Selected excerpt:
--- Start ---
EAST Initiative
- Formation: 1995/1996 School Year
- Founder: Tim Stephenson
- Founded at: Greenbrier, Arkansas
- Type: Nonprofit
- Tax ID no.: 71-0863568
- Headquarters: Little Rock, Arkansas
- President & CEO: Matt Dozier
- Revenue: $3.7 million USD (2024)
- Expenses: $3.94 million USD (2024)
- Website: https://www.eastinitiative.org/

= EAST Initiative =

Educational organization

The EAST Initiative is an educational non-profit organization that oversees and trains educators and students in an educational model, EAST, that operates primarily in the United States.

The program began in 1995 in Arkansas. It offers students and teachers professional technology and software for use in a service-oriented, self-driven environment.

== History ==
The EAST Initiative was founded by Tim Stephenson, a former law enforcement officer turned teacher, at Greenbrier High School (Arkansas), in Greenbrier, Arkansas, in the 1995/1996 school year.

Authors, Sarah C. McKenzie and Gary W. Ritter, both from University of Arkansas, Fayetteville, describe the origin story In their Policy Brief, titled "EAST Initiative," part of the Office for Education Policy Series from ScholarWorks@UARK: In an effort to connect with his at-risk students, Stephenson organized an outing to a wooded area with a creek and pond, where students sometimes went to skip classes. The first EAST project turned out to be building a bridge across that creek. One of the students’ parents volunteered to help teach students how to design the bridge by using technological tools. Stephenson’s students were excited about their accomplishment and proposed more projects. To help with these future projects, Stephenson arranged a partnership between his students and an Arkansas technology firm.EAST is an acronym for Environmental and Spatial Technology.

In 2018 after a rebranding campaign, EAST used their acronym to provide a "tag line" to better explain the model, "Education Accelerated by Service and Technology," though the original acronym still serves as the official one serving even serving as the formal name of the 501(c)(3) organization, Environmental and Spatial Technology, Inc.

=== Non-profit Status ===
The EAST Initiative was determined by the Internal Revenue Service to be exempt from income tax under 501(c)(3) of the IRS Code and have a status as a Public Charity under IRS Code 170(b)(1)(A)(vi), beginning in 2002.

Donations made to EAST Initiative are tax deductible, per the U.S. Internal Revenue Service, Publication 78 Data.
--- End ---
Do this: Transcribe the EAST Initiative text between "- Expenses: $3.94" and "1995/1996 school year.", inclusive.

Record set:
--- Start ---
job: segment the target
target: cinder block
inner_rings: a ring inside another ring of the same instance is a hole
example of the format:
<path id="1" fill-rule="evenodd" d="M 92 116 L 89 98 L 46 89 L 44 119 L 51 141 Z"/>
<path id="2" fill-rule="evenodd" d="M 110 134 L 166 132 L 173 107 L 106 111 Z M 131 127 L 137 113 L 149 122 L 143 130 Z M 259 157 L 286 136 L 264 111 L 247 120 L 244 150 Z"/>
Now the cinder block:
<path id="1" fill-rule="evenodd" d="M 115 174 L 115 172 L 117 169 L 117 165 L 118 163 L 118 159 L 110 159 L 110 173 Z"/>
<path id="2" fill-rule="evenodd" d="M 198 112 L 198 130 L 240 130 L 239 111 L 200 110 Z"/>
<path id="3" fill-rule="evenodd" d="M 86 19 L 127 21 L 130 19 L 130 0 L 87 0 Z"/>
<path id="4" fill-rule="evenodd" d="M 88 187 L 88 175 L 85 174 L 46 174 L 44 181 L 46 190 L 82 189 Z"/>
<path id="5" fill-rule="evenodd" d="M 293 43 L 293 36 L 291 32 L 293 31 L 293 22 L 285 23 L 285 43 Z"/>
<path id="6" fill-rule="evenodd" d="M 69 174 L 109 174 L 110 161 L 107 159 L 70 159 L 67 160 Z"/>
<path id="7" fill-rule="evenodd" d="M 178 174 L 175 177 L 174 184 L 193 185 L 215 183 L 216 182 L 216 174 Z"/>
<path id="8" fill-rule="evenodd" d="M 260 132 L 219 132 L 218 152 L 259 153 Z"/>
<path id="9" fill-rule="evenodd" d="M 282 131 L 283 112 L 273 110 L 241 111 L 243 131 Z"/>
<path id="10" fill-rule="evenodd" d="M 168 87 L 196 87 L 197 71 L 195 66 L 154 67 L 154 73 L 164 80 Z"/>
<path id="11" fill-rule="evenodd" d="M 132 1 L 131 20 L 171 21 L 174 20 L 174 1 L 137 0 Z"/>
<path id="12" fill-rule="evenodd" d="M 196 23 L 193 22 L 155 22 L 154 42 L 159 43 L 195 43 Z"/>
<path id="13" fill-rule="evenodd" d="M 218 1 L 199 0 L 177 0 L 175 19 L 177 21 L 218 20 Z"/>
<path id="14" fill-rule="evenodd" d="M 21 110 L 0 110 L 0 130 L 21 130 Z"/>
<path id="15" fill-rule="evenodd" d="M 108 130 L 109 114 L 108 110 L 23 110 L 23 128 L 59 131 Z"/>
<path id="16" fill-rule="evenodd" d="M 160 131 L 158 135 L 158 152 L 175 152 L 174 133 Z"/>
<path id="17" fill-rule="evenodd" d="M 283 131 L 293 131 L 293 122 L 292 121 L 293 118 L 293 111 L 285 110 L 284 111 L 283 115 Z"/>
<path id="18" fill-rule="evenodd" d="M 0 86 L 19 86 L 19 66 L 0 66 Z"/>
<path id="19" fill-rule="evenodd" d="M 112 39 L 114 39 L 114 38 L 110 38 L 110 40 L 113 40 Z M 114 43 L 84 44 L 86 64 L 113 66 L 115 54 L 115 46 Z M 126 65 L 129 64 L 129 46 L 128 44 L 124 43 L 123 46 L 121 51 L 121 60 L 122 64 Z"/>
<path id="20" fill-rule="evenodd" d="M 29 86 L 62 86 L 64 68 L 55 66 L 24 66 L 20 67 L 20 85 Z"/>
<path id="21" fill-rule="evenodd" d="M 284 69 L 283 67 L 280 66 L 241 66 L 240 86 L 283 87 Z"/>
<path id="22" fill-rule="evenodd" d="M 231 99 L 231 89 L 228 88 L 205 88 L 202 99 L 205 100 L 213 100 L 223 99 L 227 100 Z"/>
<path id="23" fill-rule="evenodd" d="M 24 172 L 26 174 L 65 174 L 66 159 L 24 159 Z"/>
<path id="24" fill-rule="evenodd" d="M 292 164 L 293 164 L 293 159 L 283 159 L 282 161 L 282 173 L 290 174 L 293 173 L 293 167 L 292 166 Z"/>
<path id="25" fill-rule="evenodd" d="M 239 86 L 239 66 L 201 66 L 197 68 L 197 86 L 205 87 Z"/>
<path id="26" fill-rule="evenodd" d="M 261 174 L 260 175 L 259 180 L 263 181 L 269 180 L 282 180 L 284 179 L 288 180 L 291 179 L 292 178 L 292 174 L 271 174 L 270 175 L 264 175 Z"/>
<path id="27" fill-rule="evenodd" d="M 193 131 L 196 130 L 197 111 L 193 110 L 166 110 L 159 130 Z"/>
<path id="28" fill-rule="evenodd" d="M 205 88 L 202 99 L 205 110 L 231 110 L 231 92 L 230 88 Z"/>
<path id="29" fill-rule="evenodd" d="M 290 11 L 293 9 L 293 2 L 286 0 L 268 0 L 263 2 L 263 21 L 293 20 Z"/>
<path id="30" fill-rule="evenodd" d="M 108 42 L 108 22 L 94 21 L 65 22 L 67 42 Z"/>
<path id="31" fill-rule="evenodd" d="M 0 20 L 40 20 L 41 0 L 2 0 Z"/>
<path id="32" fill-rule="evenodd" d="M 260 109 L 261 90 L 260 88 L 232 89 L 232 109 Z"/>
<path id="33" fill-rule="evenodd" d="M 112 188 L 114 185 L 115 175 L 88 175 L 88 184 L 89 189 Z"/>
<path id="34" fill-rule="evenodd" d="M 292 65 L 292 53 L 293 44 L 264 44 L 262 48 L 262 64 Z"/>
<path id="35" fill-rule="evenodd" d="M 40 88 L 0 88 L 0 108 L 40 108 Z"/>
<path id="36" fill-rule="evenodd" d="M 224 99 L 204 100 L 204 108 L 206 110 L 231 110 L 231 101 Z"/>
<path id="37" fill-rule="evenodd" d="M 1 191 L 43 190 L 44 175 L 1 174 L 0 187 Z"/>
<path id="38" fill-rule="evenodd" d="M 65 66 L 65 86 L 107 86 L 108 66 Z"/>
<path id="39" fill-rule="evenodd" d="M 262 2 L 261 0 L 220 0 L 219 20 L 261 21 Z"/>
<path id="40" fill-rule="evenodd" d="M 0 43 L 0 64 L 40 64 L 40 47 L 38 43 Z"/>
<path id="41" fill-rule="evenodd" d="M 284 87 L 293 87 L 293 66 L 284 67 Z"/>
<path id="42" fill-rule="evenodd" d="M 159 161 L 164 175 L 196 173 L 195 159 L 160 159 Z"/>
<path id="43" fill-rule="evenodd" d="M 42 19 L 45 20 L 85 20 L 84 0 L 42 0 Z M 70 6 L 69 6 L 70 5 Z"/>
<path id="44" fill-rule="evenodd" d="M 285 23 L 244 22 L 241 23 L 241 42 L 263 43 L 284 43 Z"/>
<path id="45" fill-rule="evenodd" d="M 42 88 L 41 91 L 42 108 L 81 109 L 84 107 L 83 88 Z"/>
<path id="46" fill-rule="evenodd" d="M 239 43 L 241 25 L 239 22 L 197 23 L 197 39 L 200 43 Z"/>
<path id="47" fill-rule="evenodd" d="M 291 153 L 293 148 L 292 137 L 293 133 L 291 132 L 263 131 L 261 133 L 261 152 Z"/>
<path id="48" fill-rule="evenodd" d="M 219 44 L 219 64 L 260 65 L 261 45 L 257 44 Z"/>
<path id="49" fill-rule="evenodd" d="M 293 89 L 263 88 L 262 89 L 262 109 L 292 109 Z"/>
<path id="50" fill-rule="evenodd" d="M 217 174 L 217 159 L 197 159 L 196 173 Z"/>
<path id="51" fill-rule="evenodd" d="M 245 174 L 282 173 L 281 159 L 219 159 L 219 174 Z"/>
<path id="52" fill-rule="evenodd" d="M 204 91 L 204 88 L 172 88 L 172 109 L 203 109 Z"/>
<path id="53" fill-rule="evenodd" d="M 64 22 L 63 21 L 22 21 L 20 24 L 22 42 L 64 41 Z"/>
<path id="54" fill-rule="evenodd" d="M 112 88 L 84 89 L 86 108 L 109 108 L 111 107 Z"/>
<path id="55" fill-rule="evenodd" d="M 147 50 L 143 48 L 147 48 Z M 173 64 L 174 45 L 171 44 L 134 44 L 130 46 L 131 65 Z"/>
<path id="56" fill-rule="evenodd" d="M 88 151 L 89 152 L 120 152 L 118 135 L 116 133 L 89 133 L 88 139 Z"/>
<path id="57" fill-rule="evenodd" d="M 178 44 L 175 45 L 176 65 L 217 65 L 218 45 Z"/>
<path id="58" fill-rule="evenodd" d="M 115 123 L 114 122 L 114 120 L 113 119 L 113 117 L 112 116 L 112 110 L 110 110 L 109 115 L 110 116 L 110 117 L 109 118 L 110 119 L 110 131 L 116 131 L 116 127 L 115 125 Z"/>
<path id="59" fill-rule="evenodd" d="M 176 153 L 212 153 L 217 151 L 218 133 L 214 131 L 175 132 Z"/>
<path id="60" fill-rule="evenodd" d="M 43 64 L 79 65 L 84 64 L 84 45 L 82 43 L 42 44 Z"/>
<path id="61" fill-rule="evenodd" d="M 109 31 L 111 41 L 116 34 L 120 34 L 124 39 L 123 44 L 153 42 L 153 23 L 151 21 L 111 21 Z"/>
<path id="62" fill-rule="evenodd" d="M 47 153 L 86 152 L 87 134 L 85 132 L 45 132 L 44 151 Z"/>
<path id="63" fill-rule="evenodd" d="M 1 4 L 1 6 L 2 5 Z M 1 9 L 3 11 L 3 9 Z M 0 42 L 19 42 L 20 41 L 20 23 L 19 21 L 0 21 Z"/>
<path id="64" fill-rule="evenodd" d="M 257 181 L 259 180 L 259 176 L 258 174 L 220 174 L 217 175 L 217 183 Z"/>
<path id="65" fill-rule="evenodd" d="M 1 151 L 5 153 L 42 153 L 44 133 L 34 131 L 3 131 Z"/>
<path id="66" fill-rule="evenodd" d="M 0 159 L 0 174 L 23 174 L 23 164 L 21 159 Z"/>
--- End ---
Reply to the exercise:
- Expenses: $3.94 million USD (2024)
- Website: https://www.eastinitiative.org/

= EAST Initiative =

Educational organization

The EAST Initiative is an educational non-profit organization that oversees and trains educators and students in an educational model, EAST, that operates primarily in the United States.

The program began in 1995 in Arkansas. It offers students and teachers professional technology and software for use in a service-oriented, self-driven environment.

== History ==
The EAST Initiative was founded by Tim Stephenson, a former law enforcement officer turned teacher, at Greenbrier High School (Arkansas), in Greenbrier, Arkansas, in the 1995/1996 school year.